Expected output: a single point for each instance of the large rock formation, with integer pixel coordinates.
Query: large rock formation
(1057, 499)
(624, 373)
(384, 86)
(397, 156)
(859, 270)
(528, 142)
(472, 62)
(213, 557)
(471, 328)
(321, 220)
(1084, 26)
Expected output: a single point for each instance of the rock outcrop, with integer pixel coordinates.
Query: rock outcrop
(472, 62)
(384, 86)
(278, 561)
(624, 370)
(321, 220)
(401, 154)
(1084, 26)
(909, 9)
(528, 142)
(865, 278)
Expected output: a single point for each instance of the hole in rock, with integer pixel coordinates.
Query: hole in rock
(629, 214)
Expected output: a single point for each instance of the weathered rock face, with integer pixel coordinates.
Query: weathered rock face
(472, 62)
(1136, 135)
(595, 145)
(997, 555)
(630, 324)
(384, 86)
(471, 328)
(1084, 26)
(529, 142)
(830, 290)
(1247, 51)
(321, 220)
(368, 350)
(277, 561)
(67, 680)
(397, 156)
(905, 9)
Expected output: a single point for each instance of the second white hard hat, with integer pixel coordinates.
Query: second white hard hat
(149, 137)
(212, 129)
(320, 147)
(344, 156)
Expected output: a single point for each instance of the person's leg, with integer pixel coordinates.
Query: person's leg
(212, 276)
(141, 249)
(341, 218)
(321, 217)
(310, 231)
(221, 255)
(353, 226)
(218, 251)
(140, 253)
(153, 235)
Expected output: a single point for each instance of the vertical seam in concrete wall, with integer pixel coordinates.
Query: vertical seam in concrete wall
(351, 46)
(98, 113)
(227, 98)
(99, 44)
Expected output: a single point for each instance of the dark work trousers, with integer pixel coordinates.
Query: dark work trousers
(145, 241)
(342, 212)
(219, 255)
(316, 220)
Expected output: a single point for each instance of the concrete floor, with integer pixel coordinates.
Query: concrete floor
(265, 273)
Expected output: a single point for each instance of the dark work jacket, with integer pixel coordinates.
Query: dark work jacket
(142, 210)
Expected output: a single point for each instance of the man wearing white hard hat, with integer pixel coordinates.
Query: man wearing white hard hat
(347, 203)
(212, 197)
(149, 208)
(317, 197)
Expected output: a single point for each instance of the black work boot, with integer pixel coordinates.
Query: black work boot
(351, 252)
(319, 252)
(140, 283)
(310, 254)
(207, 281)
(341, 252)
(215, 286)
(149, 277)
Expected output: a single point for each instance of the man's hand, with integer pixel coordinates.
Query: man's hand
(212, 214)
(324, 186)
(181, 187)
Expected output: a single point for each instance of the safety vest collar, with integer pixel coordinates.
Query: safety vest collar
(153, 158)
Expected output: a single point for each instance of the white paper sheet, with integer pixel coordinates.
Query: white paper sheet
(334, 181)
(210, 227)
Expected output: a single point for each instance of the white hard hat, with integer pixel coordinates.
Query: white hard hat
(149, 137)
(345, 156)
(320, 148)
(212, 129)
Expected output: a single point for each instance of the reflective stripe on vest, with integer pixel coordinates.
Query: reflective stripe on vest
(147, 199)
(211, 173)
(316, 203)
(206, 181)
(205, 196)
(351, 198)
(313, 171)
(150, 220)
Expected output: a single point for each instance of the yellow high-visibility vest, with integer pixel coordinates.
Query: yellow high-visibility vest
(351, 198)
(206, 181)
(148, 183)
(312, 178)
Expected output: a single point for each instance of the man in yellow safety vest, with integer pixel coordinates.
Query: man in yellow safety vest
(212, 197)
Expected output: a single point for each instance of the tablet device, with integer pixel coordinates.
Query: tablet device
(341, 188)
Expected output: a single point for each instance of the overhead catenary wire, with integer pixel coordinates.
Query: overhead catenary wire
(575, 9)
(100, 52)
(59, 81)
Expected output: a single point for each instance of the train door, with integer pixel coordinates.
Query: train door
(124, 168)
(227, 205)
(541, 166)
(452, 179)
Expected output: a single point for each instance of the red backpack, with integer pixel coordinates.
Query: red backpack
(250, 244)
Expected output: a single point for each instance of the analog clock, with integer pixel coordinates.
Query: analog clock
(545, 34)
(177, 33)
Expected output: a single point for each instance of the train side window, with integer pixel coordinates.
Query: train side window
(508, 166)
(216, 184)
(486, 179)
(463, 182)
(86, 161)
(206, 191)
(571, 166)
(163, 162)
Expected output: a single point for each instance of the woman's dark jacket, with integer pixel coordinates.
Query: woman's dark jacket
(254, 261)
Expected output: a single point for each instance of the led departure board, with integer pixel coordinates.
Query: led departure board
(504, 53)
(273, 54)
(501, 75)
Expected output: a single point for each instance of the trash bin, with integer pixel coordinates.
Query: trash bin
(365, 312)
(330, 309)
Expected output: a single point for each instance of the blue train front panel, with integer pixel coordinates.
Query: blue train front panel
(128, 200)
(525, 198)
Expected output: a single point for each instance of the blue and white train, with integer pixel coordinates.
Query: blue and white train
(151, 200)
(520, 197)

### EXERCISE AIM
Copy each entry exactly, with nothing added or dropped.

### ANSWER TO THIS TASK
Expected output: a single point for each instance of the large rock formation, with integer pixel coordinates.
Query: large rock formation
(1057, 499)
(624, 373)
(384, 86)
(397, 156)
(859, 270)
(528, 142)
(472, 62)
(213, 557)
(471, 328)
(321, 220)
(1084, 26)
Expected output: a single point for each instance of the rock outcrop, with integer pixel coordinates.
Query: rock outcrop
(472, 62)
(384, 86)
(278, 561)
(624, 370)
(321, 220)
(401, 154)
(1084, 26)
(909, 9)
(528, 142)
(865, 278)
Expected output: a single point for each instance of the hole in rock, with integer pixel coordinates.
Query: hole in rock
(629, 214)
Expected output: a single point for each instance of the weathered rock face, with integer pixel coordinates.
Query: weathered rock face
(472, 62)
(1136, 135)
(595, 145)
(997, 555)
(630, 324)
(384, 86)
(471, 328)
(1084, 26)
(529, 142)
(830, 290)
(1247, 51)
(321, 220)
(368, 350)
(277, 561)
(67, 680)
(397, 156)
(905, 9)
Expected output: a single point for each instance of the second white hard hat, with integer pixel coordinates.
Query: second white hard hat
(149, 137)
(212, 129)
(320, 147)
(344, 156)
Expected output: a single point for each instance of the person's leg, with integer pixel coordinates.
Query: person's leg
(212, 276)
(141, 249)
(341, 218)
(321, 217)
(310, 231)
(221, 255)
(353, 226)
(218, 251)
(140, 253)
(153, 235)
Expected output: a single point for each instance of the vertical seam in concrete wall, with integer pixel coordinates.
Query: vertical seam in concrete wall
(351, 46)
(98, 113)
(227, 98)
(99, 44)
Expected output: a single point for each instance of the dark work trousers, with integer pixel coordinates.
Query: dark work trousers
(145, 241)
(342, 212)
(219, 255)
(316, 220)
Expected output: a single point for each instance of the concrete floor, with integer pixel coordinates.
Query: concrete floor
(265, 273)
Expected output: a single point for each instance of the dark work jacket, with integer pixel coordinates.
Query: dark work jacket
(142, 210)
Expected output: a single point for each instance of the man wearing white hard hat, with integer pixel coordinates.
Query: man wearing white hard hat
(347, 203)
(212, 197)
(149, 208)
(317, 197)
Expected output: a single point for each instance of the black work boot, with integer pixel coordinates.
Query: black work boot
(351, 252)
(319, 252)
(140, 283)
(310, 254)
(207, 281)
(341, 252)
(215, 286)
(149, 277)
Expected output: a single point for each instance of the man's hand, with integer pixel coordinates.
Query: man's hand
(212, 214)
(324, 186)
(181, 187)
Expected output: a single point for each instance of the safety vest collar, with integer pixel coordinates.
Query: safety vest collar
(153, 158)
Expected output: a single point for each instance of the white paper sheet, with integer pixel coordinates.
Query: white paper sheet
(334, 181)
(210, 227)
Expected output: a single point for each instance of the white hard hat, with integer pixel coordinates.
Query: white hard hat
(149, 137)
(345, 156)
(320, 148)
(212, 129)
Expected output: a single point for each instance of the reflective stripe on vest, with integer pixel coordinates.
Query: reflective stripe on vest
(147, 199)
(211, 173)
(316, 203)
(206, 181)
(205, 196)
(351, 198)
(313, 171)
(150, 220)
Expected output: a single point for each instance of the yellow high-visibility vest, with integer pixel coordinates.
Query: yellow high-visibility vest
(351, 198)
(206, 181)
(148, 183)
(312, 178)
Expected output: a single point for each instance of the man in yellow safety vest, with integer pixel coordinates.
Query: man in yellow safety vest
(212, 197)
Expected output: a single point for each instance of the tablet device, with integer pixel coordinates.
Query: tablet device
(341, 188)
Expected output: a single point for each instance of the overhead catenary wire, with integer pixel coordinates.
Query: overhead catenary wire
(575, 9)
(100, 52)
(59, 81)
Expected output: a single point for each instance of the train door, with integer pixel coordinates.
Query: train door
(124, 168)
(227, 205)
(541, 166)
(452, 179)
Expected output: a single point for each instance of the red backpack, with integer pixel coordinates.
Query: red backpack
(250, 244)
Expected output: a single point for each instance of the analog clock, with integer pixel coordinates.
Query: analog clock
(545, 34)
(177, 33)
Expected output: a single point for each instance of the train side window, with integer pixel coordinates.
Query: train side window
(508, 166)
(216, 184)
(486, 179)
(463, 182)
(86, 161)
(206, 191)
(571, 166)
(163, 162)
Expected output: a single point for each instance of the woman's dark jacket, with integer pixel coordinates.
Query: woman's dark jacket
(254, 261)
Expected output: a single point for each instance of the led departure board, with integer pixel coordinates.
Query: led departure board
(504, 53)
(273, 54)
(501, 75)
Expected output: a single point for each instance of the trash bin, with integer pixel coordinates.
Query: trash bin
(365, 312)
(330, 309)
Expected output: a single point for each instance of the blue train front panel, with integer pixel coordinates.
Query: blue train front panel
(128, 200)
(525, 198)
Expected output: a single point for each instance of the blue and white train, with integer pixel coordinates.
Query: blue and white train
(151, 200)
(520, 197)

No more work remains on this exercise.